Reproduce the lines of the material exactly, excluding every image.

>> START Given information

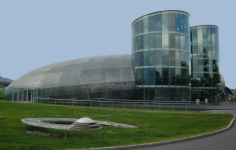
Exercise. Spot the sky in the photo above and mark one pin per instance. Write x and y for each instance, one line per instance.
(34, 34)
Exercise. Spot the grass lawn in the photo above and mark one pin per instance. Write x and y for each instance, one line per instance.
(153, 126)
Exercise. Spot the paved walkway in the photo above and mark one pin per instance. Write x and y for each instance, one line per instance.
(224, 140)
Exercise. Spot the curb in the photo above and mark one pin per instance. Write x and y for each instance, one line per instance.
(164, 142)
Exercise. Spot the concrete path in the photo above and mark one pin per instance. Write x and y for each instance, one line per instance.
(41, 122)
(222, 141)
(222, 106)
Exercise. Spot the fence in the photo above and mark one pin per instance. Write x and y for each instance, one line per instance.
(133, 104)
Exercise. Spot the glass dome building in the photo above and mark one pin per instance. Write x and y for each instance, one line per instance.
(161, 56)
(205, 60)
(107, 77)
(168, 62)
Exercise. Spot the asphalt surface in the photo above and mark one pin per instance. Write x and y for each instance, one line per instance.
(222, 141)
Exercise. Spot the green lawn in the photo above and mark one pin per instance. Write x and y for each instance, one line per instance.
(153, 126)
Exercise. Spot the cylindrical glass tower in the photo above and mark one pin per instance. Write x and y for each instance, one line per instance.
(205, 61)
(161, 56)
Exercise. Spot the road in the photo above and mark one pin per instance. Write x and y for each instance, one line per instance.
(222, 141)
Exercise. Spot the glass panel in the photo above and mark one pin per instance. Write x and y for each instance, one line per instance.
(206, 65)
(183, 46)
(158, 58)
(152, 76)
(145, 58)
(158, 22)
(145, 25)
(177, 23)
(195, 65)
(165, 40)
(177, 58)
(159, 93)
(165, 75)
(177, 41)
(151, 23)
(158, 40)
(172, 94)
(151, 93)
(205, 52)
(165, 22)
(145, 41)
(199, 35)
(172, 58)
(205, 36)
(172, 22)
(194, 36)
(152, 58)
(158, 76)
(166, 93)
(172, 40)
(152, 41)
(200, 65)
(200, 51)
(165, 58)
(146, 76)
(178, 76)
(183, 59)
(172, 76)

>> END Given information

Problem solution ->
Exercise. Spot the sky in the photo above and mark one pin per instance. Write x and y for each instance, one line per instance.
(34, 34)
Exercise. Spot the grass lawn in the photo above and mark one pin per instance. Write x and y for each instance, one line per instance.
(153, 126)
Exercise. Spot the paved walkway in the photo above and mark one pin per instance. Write x and y for each instance, one line per instance.
(224, 140)
Exercise. Spot the curb in the photo above and mark one pin per instance. Write x and y for each instance, one line per instance.
(164, 142)
Exercise. Spot the concrete path in the photo above and mark one pin per instance. Write x and y for each instance, one line per instance.
(41, 122)
(222, 141)
(222, 106)
Exercise. Spot the fence in the photo above and mark one pin per instance. Write x and y for each instance, one line per instance.
(133, 104)
Exercise. Spot the glass dome building in the photo above and mark one pin per instance. Write x and y for each instance, one line per instance.
(161, 56)
(205, 60)
(107, 77)
(168, 62)
Exercise. Spot the asphalt surface in the photo above and mark one pin per instance. Write x and y for each instance, one line per instance.
(222, 141)
Exercise. Spot the green lawn in the photo above and mark one pin per instance. Write x and y for each instance, one line per instance.
(153, 126)
Exercise. Spot the cylindrical glass tower in the photo above and mark one pin per instance. Write x and y for each instance, one line per instance.
(205, 61)
(161, 56)
Exercise. Spot the road in the photo above and mark one pin per instance. Write x and y for each instance, one line per instance.
(222, 141)
Exercise. Spot the glass panel in the photo above and mark one pin per instance. Write x and y for each instance, one line per instance.
(206, 65)
(183, 46)
(158, 58)
(152, 76)
(145, 58)
(158, 22)
(145, 25)
(177, 23)
(195, 65)
(165, 40)
(177, 58)
(159, 93)
(165, 75)
(177, 41)
(151, 23)
(158, 40)
(172, 94)
(151, 93)
(205, 52)
(165, 22)
(145, 41)
(199, 35)
(172, 58)
(205, 36)
(172, 22)
(194, 36)
(152, 58)
(158, 76)
(166, 93)
(172, 40)
(152, 41)
(200, 65)
(200, 51)
(165, 58)
(146, 76)
(178, 76)
(183, 59)
(172, 76)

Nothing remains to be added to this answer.